6,105,007 is a bastard child. Its parent was for interfacing to a loan processing system, user interfaces requiring "varying degrees of human interaction." '007 was more Cylon, seeking "to capture a system that processed financial accounts 'without human intervention.'" The '007 claims mutated as well during prosecution. Predictably, '007 assertion created a claim construction dilemma requiring human intervention. In construing the crucial term, the CAFC acquitted itself poorly, defying case law by applying a ginned gimp, displaying again a distaste for broad claims.

Decisioning.com v. a shopping mall's worth of department stores, Ameritrade, and HSBC Finance (CAFC 2007-1277)

Decisioning had whittled the specification to delete embodiments in the parent that involved human assistance, leaving only a kiosk embodiment.

During prosecution, Decisioning amended the claims to delete the "kiosk" limitation but retained the limitation reciting a "computer controller" that was "carried by" a kiosk. Along with this amendment, Decisioning explained that "[c]laim 1 has been amended to delete the kiosk element, which is not required for performing the method of the present invention." Subsequently, Decisioning amended the claims to delete the "computer controller" language and replaced the term with the "remote interface" term that appears in the claims as issued.

Decisioning filed against the department stores, including Federated, as well as electronic stock broker Ameritrade. HSBC filed a DJ motion. The suits were consolidated.

The district court held a consolidated Markman hearing in all three cases and construed the disputed claim terms. See, e.g., Decisioning.com, Inc. v. Federated Dep't Stores, Inc., No. 3:03-CV-1924 (D.S.C. Dec. 6, 2006) ("Claim Construction Order"). As relevant to this appeal, the district court construed the term "remote interface" as "dedicated computer equipment, meaning equipment supplied by the entity providing the financial account or service . . . ." Id. at 3. It construed "verify the applicant's identity" as follows: "to confirm or substantiate the applicant's identity..."

Claim construction did not go to Decisioning's favor.

Based on its construction of "remote interface" and "verify the applicant's identity," the district court granted Appellees' motions for summary judgment of non-infringement. With respect to the "remote interface" term, Decisioning conceded that no Appellee literally infringed under the district court's construction of that term. Instead, it asserted infringement under the doctrine of equivalents, contending that a consumer-owned personal computer was equivalent to dedicated computer equipment supplied by the entity providing the financial account or service. The district court disagreed.

### MATERIAL
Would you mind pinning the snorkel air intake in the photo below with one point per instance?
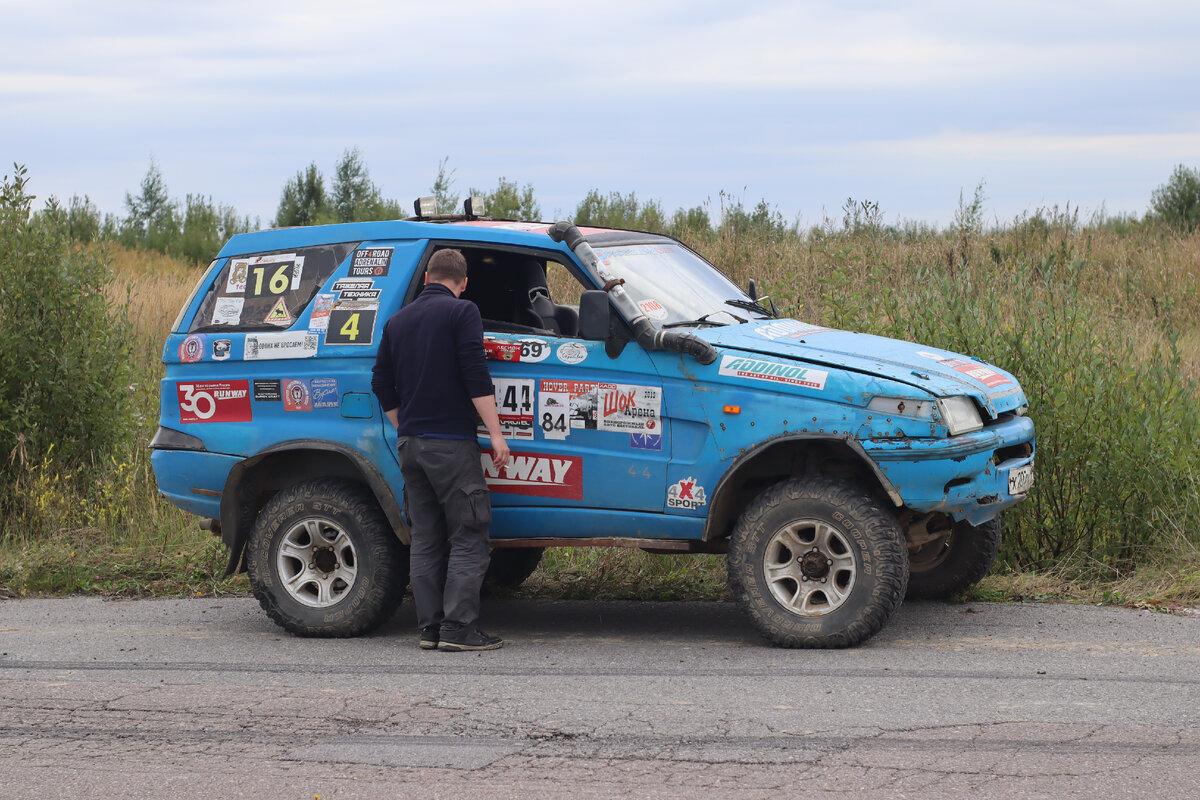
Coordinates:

### PROBLEM SET
[a] Quote the patent case write-up from "Decisioning filed against" to "suits were consolidated.".
[b] Put this sentence from the patent case write-up into Spanish: "Decisioning filed against the department stores, including Federated, as well as electronic stock broker Ameritrade."
[c] According to the patent case write-up, which term did Decisioning put in place of the "computer controller" language?
The material is separate from the patent case write-up.

### SOLUTION SET
[a]
Decisioning filed against the department stores, including Federated, as well as electronic stock broker Ameritrade. HSBC filed a DJ motion. The suits were consolidated.

[b] Decisioning presentó demandas contra los grandes almacenes, incluido Federated, así como contra el corredor de bolsa electrónico Ameritrade.

[c] The term "remote interface."